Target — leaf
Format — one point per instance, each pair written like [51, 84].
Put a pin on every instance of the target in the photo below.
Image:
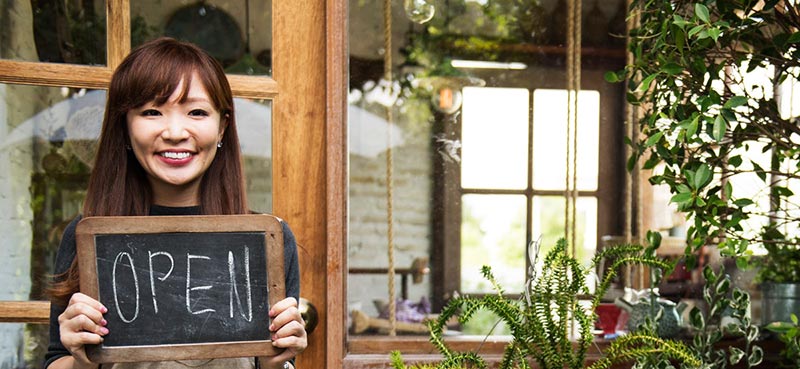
[652, 140]
[672, 69]
[736, 355]
[681, 198]
[759, 171]
[794, 38]
[714, 33]
[735, 101]
[720, 127]
[756, 356]
[696, 319]
[611, 77]
[742, 263]
[645, 85]
[723, 286]
[679, 21]
[702, 176]
[695, 30]
[735, 161]
[701, 11]
[752, 333]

-- WORK REQUIRED --
Rewrite the records above with every "instance" changed to "occurrence" and everything else left as it is. Leave the pictures out of the answer.

-- PROBLEM SOLUTION --
Target — leaf
Format — one point per occurrence, each pair written like [51, 84].
Put a pin on every occurrence of the target in the photo below.
Image:
[652, 140]
[672, 69]
[736, 355]
[681, 198]
[759, 171]
[794, 38]
[714, 33]
[735, 101]
[720, 127]
[756, 356]
[696, 319]
[611, 77]
[742, 263]
[645, 85]
[723, 286]
[679, 21]
[702, 176]
[695, 30]
[735, 161]
[701, 11]
[752, 333]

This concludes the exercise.